● **Excerpted passage**
=== Section Start ===

Cllr Tim Coleridge is the Cabinet Member for Planning Policy, Transport and Arts for the Royal Borough of Kensington and Chelsea.
As Chris Lenon, the chairman of the NO Crossrail in Chelsea campaign, points out:“It is the Royal Borough, it is a Conservative heartland and a gem in West London”. But what he clearly chooses not to say is that it is precisely because the Conservative Council cares deeply about Chelsea’s long-term future, because we care about bringing our residents better transport connectivity, and because we care about the future prosperity of our shops, businesses, hospitals and visitors that we are supporting a new station.
It is “Conservative” to want to improve the lives of all our residents and we are conscious of the lack of transport facilities for those in west Chelsea and the opportunities that a new station would bring to them.
A new station would bring 5,000 homes within a ten minute walk of a station for the first time, it would reduce journey times considerably bringing Canary Wharf within 20 minutes rather than 45 minutes and Tottenham Court Road (and therefore Crossrail 1) within a five minute train ride rather than 35 minutes with two changes. It would also provide opportunities for many lower paid workers to seek good job opportunities greater distances away at high speed and with reduced commuter travel time.
A Crossrail 2 station would transform the current problem we face with the retention of school teachers and nurses, CR2 would allow people to live further out but have much easier access to Chelsea, making Chelsea an attractive choice for work. It is not good enough to hope they will all go via Victoria and then change to travel to Sloane Square or South Kensington, you need to make it easy for them to come and work here.
Chris Lenon still wants you to believe that a new “mega station” will be built on the King’s Road, it will not. The proposed station would be totally under the ground, so you don’t see it, and the entrance will be a discreet opening between two Edwardian buildings that will not be demolished, so Chelsea on the surface will look pretty much the same.

=== Section End ===

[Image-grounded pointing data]
=== Section Start ===

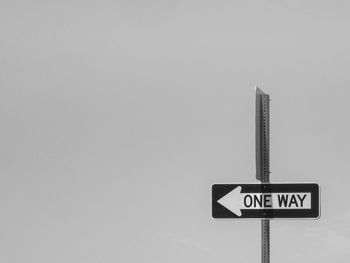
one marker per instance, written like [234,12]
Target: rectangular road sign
[293,200]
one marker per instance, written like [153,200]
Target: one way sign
[265,200]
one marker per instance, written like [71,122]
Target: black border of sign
[220,190]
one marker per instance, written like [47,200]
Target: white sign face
[265,200]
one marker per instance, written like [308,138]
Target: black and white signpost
[265,200]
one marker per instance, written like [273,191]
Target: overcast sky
[117,116]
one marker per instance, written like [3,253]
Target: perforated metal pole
[262,144]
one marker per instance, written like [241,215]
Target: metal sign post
[262,160]
[264,200]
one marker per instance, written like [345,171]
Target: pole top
[258,91]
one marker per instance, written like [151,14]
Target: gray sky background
[117,116]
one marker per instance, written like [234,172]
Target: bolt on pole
[262,160]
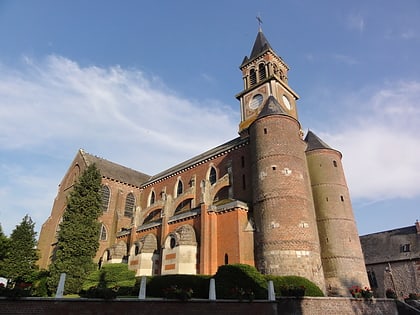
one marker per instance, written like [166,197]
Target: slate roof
[261,45]
[271,107]
[315,143]
[228,146]
[115,171]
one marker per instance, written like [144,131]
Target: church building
[272,198]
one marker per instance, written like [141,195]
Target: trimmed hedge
[111,276]
[157,285]
[287,285]
[239,281]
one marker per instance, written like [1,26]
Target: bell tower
[286,238]
[264,74]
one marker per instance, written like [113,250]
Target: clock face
[286,102]
[255,101]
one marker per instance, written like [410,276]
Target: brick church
[273,198]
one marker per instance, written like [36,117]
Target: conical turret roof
[315,143]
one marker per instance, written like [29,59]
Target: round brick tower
[342,256]
[286,237]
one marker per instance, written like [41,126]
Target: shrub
[390,294]
[110,276]
[294,286]
[239,281]
[164,286]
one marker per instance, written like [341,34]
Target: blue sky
[150,84]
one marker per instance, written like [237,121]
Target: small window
[103,235]
[179,188]
[252,77]
[372,279]
[172,242]
[261,71]
[405,248]
[212,175]
[105,197]
[152,198]
[130,202]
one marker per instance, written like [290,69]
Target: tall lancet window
[261,71]
[129,205]
[252,77]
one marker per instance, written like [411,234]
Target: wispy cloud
[356,22]
[346,59]
[380,143]
[52,107]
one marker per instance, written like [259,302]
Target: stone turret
[341,252]
[286,237]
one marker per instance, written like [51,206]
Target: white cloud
[58,101]
[356,22]
[380,143]
[51,108]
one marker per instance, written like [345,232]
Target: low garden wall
[282,306]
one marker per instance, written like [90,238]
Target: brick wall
[284,306]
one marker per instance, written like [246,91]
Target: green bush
[160,286]
[39,284]
[292,285]
[111,276]
[239,281]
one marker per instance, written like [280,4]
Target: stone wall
[284,306]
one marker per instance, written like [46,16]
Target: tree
[4,249]
[20,261]
[78,237]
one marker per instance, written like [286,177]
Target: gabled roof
[115,171]
[221,149]
[271,107]
[315,143]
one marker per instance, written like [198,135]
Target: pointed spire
[261,44]
[314,142]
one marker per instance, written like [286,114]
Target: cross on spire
[258,17]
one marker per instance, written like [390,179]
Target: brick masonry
[284,306]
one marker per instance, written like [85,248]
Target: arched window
[103,236]
[152,198]
[153,216]
[212,175]
[129,205]
[261,71]
[179,188]
[252,77]
[105,197]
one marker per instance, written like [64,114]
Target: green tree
[78,237]
[21,257]
[4,249]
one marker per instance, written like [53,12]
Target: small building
[393,260]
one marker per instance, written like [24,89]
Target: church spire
[264,75]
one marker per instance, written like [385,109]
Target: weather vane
[259,21]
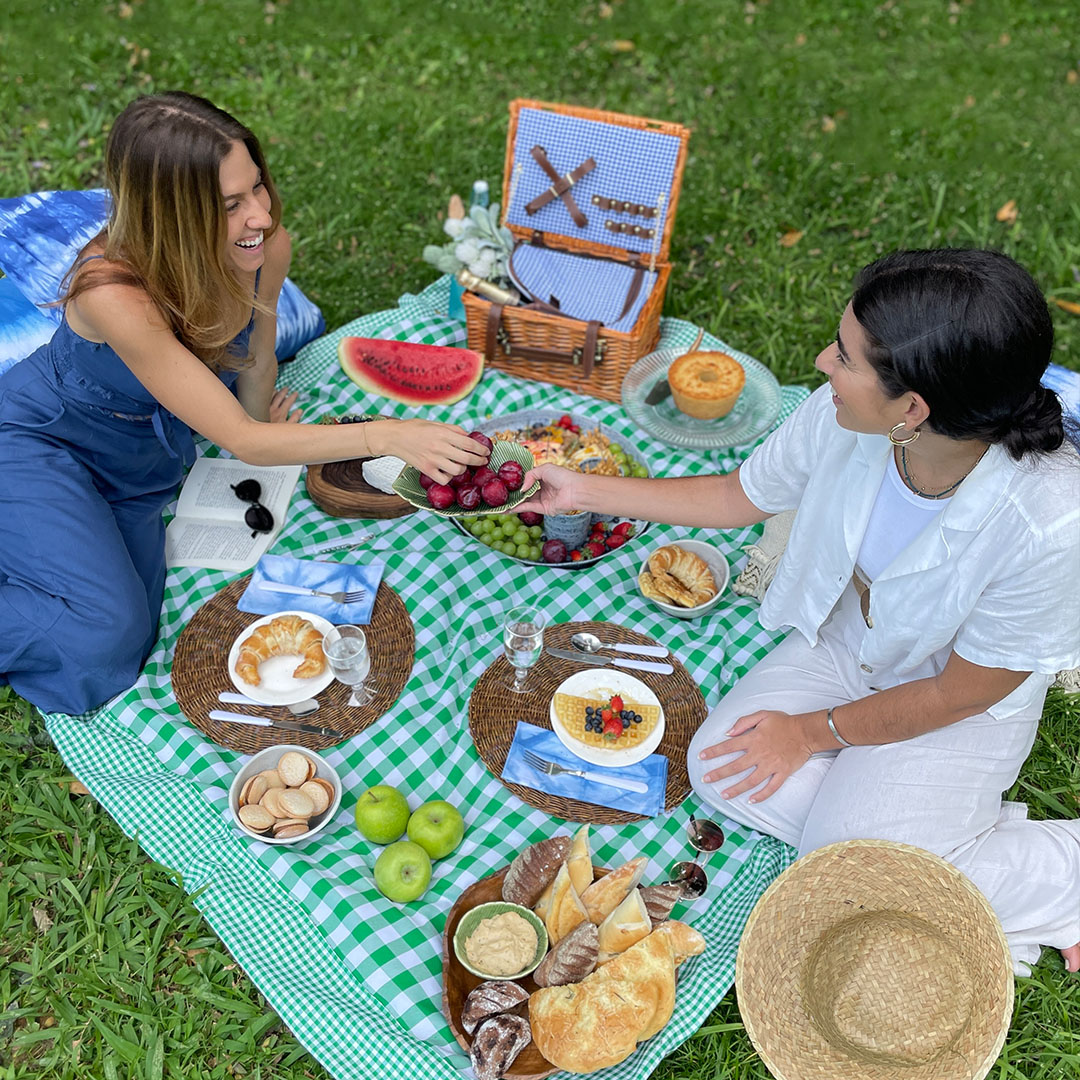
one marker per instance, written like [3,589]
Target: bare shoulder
[100,310]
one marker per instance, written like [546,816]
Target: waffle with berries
[612,724]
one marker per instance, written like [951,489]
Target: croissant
[678,576]
[286,635]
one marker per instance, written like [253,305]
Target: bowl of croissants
[606,983]
[684,579]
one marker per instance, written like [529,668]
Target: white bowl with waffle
[687,569]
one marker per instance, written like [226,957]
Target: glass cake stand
[754,413]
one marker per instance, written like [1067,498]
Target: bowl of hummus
[500,941]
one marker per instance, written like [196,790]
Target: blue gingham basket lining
[631,164]
[585,287]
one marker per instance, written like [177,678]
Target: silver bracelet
[832,727]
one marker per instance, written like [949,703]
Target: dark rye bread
[497,1043]
[659,901]
[489,999]
[534,869]
[571,959]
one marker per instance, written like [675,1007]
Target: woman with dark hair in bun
[932,575]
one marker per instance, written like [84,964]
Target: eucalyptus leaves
[477,242]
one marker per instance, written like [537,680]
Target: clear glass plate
[754,414]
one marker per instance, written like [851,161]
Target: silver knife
[595,661]
[269,721]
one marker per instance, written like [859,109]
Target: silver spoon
[305,707]
[590,643]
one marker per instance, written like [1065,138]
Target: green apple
[437,827]
[381,813]
[402,872]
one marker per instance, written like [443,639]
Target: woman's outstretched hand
[557,490]
[440,450]
[773,746]
[281,403]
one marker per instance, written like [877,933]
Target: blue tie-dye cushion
[40,237]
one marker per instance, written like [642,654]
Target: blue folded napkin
[652,771]
[328,577]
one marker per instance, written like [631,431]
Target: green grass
[864,125]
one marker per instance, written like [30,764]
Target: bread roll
[534,869]
[603,896]
[624,927]
[566,909]
[571,959]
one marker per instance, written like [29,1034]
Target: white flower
[468,251]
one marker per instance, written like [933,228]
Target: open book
[208,529]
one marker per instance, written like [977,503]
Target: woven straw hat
[869,960]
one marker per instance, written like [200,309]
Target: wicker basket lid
[872,960]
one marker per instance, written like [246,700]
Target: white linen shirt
[996,577]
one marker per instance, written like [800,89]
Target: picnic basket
[621,175]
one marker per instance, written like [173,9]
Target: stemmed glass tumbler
[523,640]
[346,650]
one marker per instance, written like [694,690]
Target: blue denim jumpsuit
[89,459]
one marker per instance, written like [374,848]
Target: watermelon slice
[410,373]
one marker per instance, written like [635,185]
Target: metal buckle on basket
[578,355]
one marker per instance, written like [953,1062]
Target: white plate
[602,683]
[278,686]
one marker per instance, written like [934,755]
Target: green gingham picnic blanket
[356,977]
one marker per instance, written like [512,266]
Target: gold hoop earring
[902,442]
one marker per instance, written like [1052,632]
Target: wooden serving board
[458,983]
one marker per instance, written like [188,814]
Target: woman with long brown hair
[169,326]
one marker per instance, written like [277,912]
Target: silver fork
[553,769]
[338,597]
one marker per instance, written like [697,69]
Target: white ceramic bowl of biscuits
[284,795]
[676,575]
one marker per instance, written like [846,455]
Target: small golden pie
[705,385]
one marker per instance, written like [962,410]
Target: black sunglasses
[705,837]
[257,517]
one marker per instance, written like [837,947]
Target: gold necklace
[934,495]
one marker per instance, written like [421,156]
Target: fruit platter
[568,440]
[497,486]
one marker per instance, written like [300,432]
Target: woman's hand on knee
[771,744]
[281,403]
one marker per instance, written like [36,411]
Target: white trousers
[940,791]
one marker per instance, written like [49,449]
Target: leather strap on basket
[559,187]
[588,355]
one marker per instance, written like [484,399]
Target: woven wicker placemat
[494,713]
[200,673]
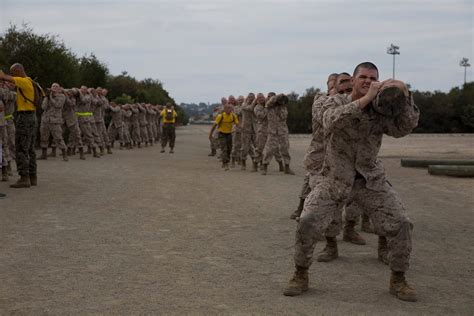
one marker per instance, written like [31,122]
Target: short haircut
[366,65]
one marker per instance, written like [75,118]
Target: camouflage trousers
[25,139]
[115,132]
[102,131]
[384,207]
[53,130]
[136,135]
[88,136]
[96,133]
[225,140]
[10,127]
[144,133]
[276,144]
[261,140]
[248,146]
[236,144]
[168,135]
[74,139]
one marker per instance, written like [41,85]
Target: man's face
[362,79]
[344,84]
[250,98]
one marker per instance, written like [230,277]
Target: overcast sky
[204,49]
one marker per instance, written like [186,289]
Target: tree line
[47,60]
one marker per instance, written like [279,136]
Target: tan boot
[281,166]
[383,249]
[53,152]
[296,214]
[4,174]
[254,166]
[33,180]
[64,153]
[400,288]
[365,225]
[350,235]
[24,182]
[299,283]
[81,154]
[288,170]
[329,253]
[44,154]
[96,154]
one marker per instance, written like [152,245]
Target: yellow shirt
[26,86]
[226,121]
[163,115]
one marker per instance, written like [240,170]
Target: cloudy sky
[204,49]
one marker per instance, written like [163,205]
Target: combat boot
[212,153]
[329,253]
[9,169]
[64,153]
[350,235]
[96,154]
[44,154]
[33,180]
[365,225]
[4,174]
[81,154]
[382,250]
[400,288]
[254,166]
[281,166]
[53,152]
[296,214]
[288,170]
[24,182]
[299,283]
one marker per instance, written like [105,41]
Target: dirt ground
[139,232]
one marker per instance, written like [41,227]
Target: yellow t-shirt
[226,121]
[163,115]
[26,86]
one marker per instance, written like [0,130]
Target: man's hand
[396,83]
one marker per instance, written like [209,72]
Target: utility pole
[393,50]
[464,63]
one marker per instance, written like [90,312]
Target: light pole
[393,50]
[464,63]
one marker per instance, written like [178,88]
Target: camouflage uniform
[116,125]
[97,119]
[127,124]
[52,121]
[85,119]
[72,124]
[135,127]
[248,125]
[143,123]
[277,132]
[237,134]
[351,171]
[262,133]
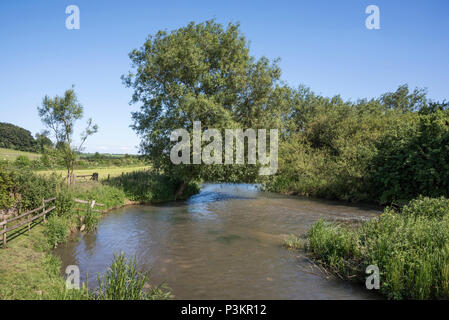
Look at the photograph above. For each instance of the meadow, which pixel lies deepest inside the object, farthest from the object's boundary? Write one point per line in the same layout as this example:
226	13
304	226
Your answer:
103	173
11	155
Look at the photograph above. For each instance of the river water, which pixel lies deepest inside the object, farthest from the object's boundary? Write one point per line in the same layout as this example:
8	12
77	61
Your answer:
224	243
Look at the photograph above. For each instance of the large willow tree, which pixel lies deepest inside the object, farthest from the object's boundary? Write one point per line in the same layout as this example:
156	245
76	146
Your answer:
201	72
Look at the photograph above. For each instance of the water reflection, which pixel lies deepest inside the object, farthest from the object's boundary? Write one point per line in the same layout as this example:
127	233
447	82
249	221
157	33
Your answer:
224	243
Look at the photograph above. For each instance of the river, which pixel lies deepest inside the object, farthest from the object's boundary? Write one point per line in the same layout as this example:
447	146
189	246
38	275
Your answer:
224	243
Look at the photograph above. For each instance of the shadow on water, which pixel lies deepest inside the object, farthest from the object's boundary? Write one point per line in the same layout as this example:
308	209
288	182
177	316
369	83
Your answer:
223	243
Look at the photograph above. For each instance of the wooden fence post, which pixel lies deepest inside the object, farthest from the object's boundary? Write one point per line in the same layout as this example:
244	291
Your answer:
43	208
4	233
29	224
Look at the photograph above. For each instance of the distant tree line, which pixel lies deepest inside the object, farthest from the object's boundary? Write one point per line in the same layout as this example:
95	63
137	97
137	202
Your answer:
17	138
389	149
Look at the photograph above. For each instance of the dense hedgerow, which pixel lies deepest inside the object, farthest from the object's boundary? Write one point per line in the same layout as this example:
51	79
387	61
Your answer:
145	186
410	247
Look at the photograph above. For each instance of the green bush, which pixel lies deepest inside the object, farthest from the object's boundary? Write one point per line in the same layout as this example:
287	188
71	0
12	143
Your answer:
413	160
108	195
22	161
145	186
6	187
64	203
411	249
123	282
56	230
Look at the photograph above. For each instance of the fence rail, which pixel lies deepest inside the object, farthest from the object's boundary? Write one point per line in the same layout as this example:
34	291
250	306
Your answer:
91	205
30	217
28	221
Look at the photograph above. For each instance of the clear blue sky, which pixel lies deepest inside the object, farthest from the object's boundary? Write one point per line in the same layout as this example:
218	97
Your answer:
322	44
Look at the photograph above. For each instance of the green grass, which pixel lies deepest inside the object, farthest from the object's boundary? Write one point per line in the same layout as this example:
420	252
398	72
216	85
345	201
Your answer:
11	155
28	270
103	173
410	248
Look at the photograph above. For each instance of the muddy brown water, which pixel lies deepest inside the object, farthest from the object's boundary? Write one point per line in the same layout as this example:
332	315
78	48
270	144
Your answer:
224	243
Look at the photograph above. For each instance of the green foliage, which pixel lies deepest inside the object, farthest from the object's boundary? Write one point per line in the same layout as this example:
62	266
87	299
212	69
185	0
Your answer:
427	207
390	149
56	230
413	159
31	188
22	162
17	138
123	282
91	219
64	203
411	249
59	114
6	187
201	72
107	195
146	186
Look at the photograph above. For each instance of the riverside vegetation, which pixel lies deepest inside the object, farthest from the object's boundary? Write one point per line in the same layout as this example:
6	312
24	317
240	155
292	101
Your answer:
30	271
391	150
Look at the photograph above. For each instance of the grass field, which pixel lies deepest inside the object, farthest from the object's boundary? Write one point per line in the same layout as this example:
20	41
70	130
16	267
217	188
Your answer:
11	155
102	172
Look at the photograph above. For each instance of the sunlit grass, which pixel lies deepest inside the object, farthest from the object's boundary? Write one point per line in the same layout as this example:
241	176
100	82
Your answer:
11	155
103	173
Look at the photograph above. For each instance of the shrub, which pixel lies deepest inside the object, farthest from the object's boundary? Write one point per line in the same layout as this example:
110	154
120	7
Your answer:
64	203
56	230
147	186
411	249
123	282
22	161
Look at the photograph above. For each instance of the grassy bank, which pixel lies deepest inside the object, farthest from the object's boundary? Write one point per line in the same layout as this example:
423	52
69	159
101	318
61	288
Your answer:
28	270
103	172
410	248
11	155
148	187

=== Section End ===

● **Your assignment**
According to the article above on a proposed Crossrail 2 station in Chelsea, whose future prosperity does the Council care about? List each one.

● **Task result**
- Shops
- Businesses
- Hospitals
- Visitors